REQUIRED WORK:
A: Answer these questions using the article on the House health subcommittee markup:
(i) How many health care bills did the subcommittee approve, and by what kind of vote?
(ii) Who introduced the Premium Transparency Act?
(iii) What was Rep. Nanette Diaz Barragán told she would get if she paid in advance?
B: List every bill named in the article on the House health subcommittee markup, with the representative who introduced each.

==== SELECTED EXTRACT ====

Rep. Aaron Bean's hospital price menu proposal. Credit: House Ways & Means Committee

Republicans and Democrats on the House Energy & Commerce Health Subcommittee joined Thursday to approve a total of 15 health care bills by voice votes.

The Lower Costs, More Transparency Act of 2026, the Premium Transparency Act, the Prior Authorization Accountability Act and the Prices on the Wall Act of 2026 are approved bills that could directly affect employer-sponsored health plans.

The Lower Costs, More Transparency bill was introduced by Rep. Brett Guthrie, R-Ky., who also put a tougher, more standardized version of the current federal hospital price posting rules into federal law.

The Premium Transparency Act bill was introduced by Rep. August Pfluger, R-Texas, and would require issuers of fully insured group health insurance and other "payers" to release detailed overhead cost information.

The Prior Authorization Accountability Act bill was introduced by Rep. Craig Goldman, R-Texas, would require both health insurers and self-insured employer health plans to post detailed information about the operations of any prior authorization programs they use to manage use of care.

The Prices on the Wall Act bill was introduced by Rep. Mariannette Miller-Meeks, R-Iowa, and would require a hospital to post the discounted cash price, or median self-pay price for individuals, for shoppable services on its walls.

The committee streamed the "markup," or bill consideration meeting, online and posted a recording of the markup video on the web.

What it meetings: The House could pass major health care price and health plan operations disclosure legislation.

The backdrop: When the current congress, the 119th Congress, started up, in January 2025, the House Energy & Commerce Health Subcommittee appeared to be a refuge for some of the last embers of bipartisanship in the House.

Democrats on the committee asked about the fate of the subcommittee's work. Rep. Brett Guthrie, R-Ky., the chairman of the full committee, maintained that the subcommittee's projects were still alive.

The markup: Much of the health care cost discussion at the markup focused on the difficulty patients have with understanding what hospitals charge for care.

Some lawmakers talked about the impact of hospital cost confusion on their own lives.

Rep. Nanette Diaz Barragán, D-Calif., said she recently ended up in the hospital.

"I was actually told that, if I paid in advance, I would get a discount, and I was given an amount, so I paid that amount," Barragán said at the hearing. "Well, guess what? I went home, and I got a bill. I still got a bill, and I'm not the only one."

==== RECORD EXCERPTS ====

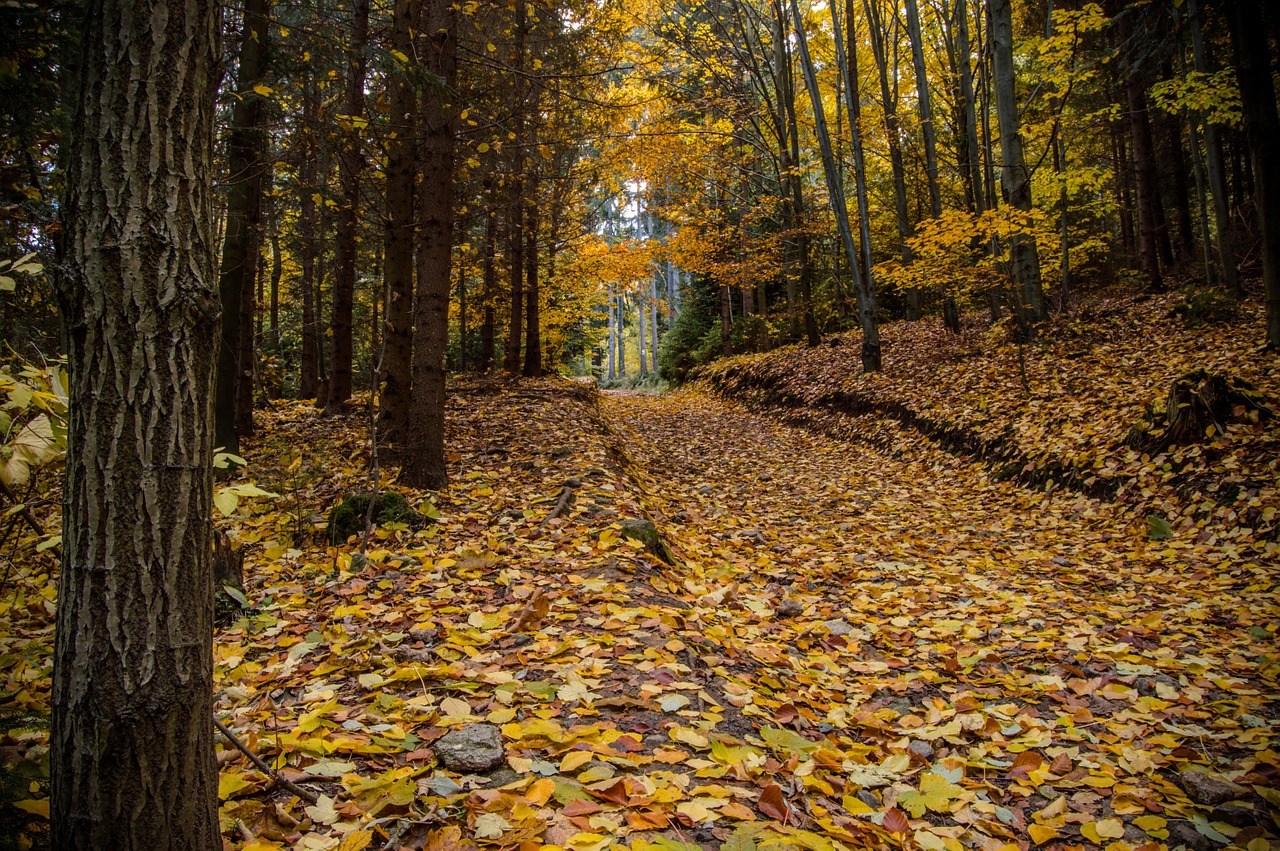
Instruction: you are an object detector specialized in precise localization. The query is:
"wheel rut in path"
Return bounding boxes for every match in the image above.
[600,392,1280,847]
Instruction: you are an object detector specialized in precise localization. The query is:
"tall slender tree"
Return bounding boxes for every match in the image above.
[51,0,223,851]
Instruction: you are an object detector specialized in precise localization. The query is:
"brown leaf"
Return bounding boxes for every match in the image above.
[755,783,791,824]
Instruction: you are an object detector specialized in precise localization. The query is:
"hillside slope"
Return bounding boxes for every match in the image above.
[696,296,1280,552]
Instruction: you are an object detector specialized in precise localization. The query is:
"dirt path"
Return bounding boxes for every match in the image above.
[602,393,1280,848]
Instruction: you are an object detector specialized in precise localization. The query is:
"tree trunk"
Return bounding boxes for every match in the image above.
[298,82,320,399]
[399,0,457,490]
[987,0,1044,326]
[791,0,881,372]
[525,182,543,378]
[50,0,223,851]
[1125,63,1165,293]
[378,0,417,445]
[607,287,618,381]
[325,0,369,415]
[214,0,271,453]
[480,196,498,372]
[863,0,920,320]
[1226,0,1280,351]
[1187,0,1244,298]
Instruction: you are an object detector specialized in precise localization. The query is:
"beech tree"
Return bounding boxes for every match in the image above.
[51,0,223,851]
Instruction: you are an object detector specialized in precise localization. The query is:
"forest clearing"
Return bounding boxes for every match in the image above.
[0,0,1280,851]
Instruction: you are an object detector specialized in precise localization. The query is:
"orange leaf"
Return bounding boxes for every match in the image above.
[755,783,791,823]
[881,806,911,833]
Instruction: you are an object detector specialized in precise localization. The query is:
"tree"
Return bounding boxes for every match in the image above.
[1224,0,1280,349]
[987,0,1046,324]
[51,0,223,851]
[401,0,458,490]
[214,0,271,452]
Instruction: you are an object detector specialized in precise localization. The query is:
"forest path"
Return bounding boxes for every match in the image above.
[602,392,1280,847]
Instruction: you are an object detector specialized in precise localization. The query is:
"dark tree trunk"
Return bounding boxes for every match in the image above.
[401,0,457,490]
[214,0,271,452]
[525,182,543,378]
[1156,80,1196,265]
[50,0,223,851]
[1226,0,1280,351]
[325,0,369,415]
[480,198,498,372]
[1125,73,1165,292]
[379,0,417,445]
[987,0,1046,326]
[298,82,320,399]
[863,0,920,320]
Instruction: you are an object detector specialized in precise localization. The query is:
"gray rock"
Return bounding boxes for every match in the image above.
[822,618,854,635]
[621,517,659,552]
[1178,770,1244,806]
[1165,819,1217,851]
[434,724,507,774]
[777,598,804,618]
[1208,804,1262,828]
[906,738,933,759]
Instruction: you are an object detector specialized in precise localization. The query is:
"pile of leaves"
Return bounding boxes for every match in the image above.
[0,365,1280,851]
[700,296,1280,545]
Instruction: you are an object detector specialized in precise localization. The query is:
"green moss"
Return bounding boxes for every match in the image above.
[329,490,422,544]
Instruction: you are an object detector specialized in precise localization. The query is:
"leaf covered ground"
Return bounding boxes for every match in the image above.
[0,295,1280,851]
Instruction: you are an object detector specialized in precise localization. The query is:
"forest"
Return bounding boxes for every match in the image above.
[0,0,1280,851]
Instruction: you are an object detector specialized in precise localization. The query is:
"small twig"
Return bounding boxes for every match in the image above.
[214,715,320,804]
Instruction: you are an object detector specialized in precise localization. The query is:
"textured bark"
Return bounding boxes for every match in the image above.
[480,206,498,372]
[401,0,457,490]
[1125,74,1165,292]
[525,184,543,378]
[791,0,881,372]
[214,0,271,452]
[1226,0,1280,351]
[325,0,369,413]
[379,0,419,445]
[863,0,920,319]
[298,82,320,399]
[987,0,1044,324]
[1187,0,1244,298]
[51,0,223,851]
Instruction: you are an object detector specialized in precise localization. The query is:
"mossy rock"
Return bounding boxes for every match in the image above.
[329,490,422,544]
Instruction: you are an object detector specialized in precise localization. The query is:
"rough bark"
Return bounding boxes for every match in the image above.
[51,0,223,851]
[1187,0,1244,298]
[987,0,1044,325]
[524,182,543,378]
[791,0,881,372]
[325,0,369,415]
[214,0,271,452]
[863,0,920,314]
[378,0,419,445]
[1226,0,1280,351]
[480,198,498,372]
[298,82,320,399]
[401,0,457,490]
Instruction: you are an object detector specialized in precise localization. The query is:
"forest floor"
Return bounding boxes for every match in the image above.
[0,294,1280,851]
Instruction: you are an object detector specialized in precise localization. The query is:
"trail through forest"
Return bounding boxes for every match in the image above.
[0,379,1280,851]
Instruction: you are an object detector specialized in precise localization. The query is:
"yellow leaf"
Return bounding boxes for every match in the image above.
[14,797,49,819]
[338,831,374,851]
[1027,824,1057,845]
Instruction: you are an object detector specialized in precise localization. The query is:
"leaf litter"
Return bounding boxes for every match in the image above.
[0,298,1280,851]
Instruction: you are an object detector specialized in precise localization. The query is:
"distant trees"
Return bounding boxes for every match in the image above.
[51,0,223,851]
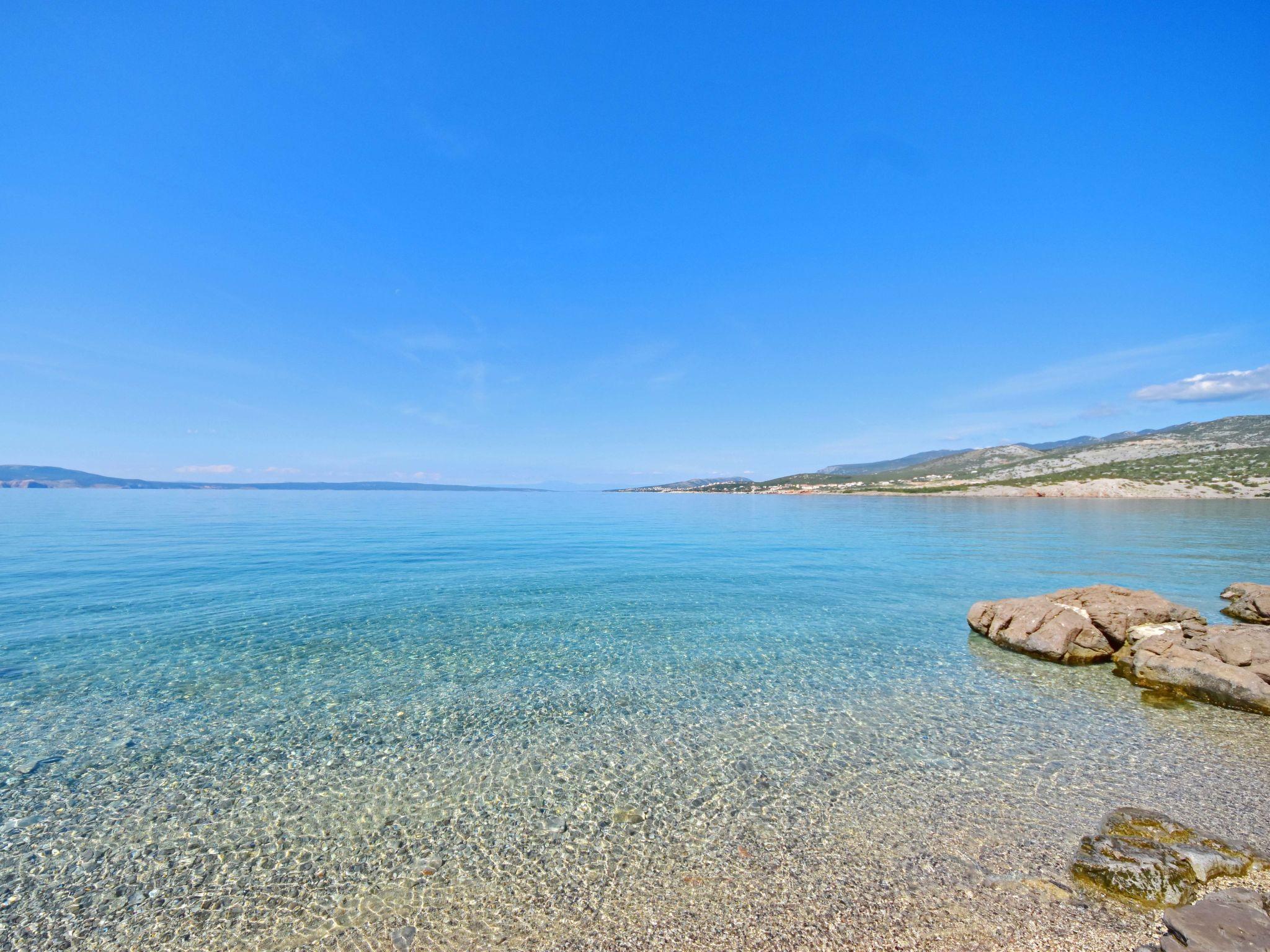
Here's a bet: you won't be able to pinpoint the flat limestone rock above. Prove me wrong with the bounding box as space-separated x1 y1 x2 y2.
1047 585 1204 647
1070 808 1254 907
1222 581 1270 625
967 597 1114 664
1160 889 1270 952
1112 622 1270 713
967 585 1204 664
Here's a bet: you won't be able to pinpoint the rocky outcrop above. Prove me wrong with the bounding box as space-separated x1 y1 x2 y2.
1114 622 1270 713
1158 888 1270 952
1222 581 1270 625
1070 808 1258 907
967 585 1204 664
967 596 1115 664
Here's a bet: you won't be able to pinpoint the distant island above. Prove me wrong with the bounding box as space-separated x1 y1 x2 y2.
0 465 546 493
615 415 1270 499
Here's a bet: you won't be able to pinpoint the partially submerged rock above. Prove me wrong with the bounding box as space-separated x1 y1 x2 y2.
1072 808 1254 907
967 585 1204 664
1222 581 1270 625
1160 889 1270 952
1114 622 1270 713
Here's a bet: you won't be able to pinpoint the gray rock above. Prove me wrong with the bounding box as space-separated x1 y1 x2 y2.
1047 585 1204 647
967 585 1204 664
1222 581 1270 625
389 925 415 952
1160 889 1270 952
967 596 1114 664
1112 622 1270 713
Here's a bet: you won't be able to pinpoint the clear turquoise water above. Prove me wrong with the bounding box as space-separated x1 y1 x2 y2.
0 491 1270 948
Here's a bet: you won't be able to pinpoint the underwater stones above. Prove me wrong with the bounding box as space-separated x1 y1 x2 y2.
1112 622 1270 713
1072 835 1197 906
1222 581 1270 625
389 925 415 952
967 585 1204 664
1160 889 1270 952
1070 808 1253 906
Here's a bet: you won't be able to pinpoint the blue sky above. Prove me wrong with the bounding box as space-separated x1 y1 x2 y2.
0 2 1270 485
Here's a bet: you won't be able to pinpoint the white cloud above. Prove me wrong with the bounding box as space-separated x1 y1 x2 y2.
177 464 234 475
973 333 1229 401
1134 364 1270 402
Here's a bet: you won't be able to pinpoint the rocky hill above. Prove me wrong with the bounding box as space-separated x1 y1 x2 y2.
696 416 1270 498
608 476 755 493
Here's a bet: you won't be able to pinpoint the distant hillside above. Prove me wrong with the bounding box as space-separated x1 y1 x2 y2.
0 465 541 493
815 449 969 476
608 476 753 493
695 416 1270 498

====

ANSWER SECTION:
A:
(i) 15 bills, by voice votes.
(ii) Rep. August Pfluger, R-Texas.
(iii) A discount.

B:
- Lower Costs, More Transparency Act of 2026: Rep. Brett Guthrie, R-Ky.
- Premium Transparency Act: Rep. August Pfluger, R-Texas
- Prior Authorization Accountability Act: Rep. Craig Goldman, R-Texas
- Prices on the Wall Act of 2026: Rep. Mariannette Miller-Meeks, R-Iowa